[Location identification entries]

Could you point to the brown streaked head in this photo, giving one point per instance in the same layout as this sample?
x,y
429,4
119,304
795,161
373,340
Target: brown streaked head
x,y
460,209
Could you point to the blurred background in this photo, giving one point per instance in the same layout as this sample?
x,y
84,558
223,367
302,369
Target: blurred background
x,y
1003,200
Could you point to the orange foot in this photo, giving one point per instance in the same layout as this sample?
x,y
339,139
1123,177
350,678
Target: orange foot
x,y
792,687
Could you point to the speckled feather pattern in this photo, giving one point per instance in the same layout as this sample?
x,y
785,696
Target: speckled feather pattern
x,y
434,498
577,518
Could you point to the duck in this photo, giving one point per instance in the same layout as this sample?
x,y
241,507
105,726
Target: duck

- **Exercise brief**
Quote the part of the records that opens with the line containing "Could you point to the duck" and continues to the end of the records, reproducing every line word for word.

- **Result**
Could you point to the duck in this photo, giving one point per instance in the same layout as this sample?
x,y
241,507
105,726
Target: duck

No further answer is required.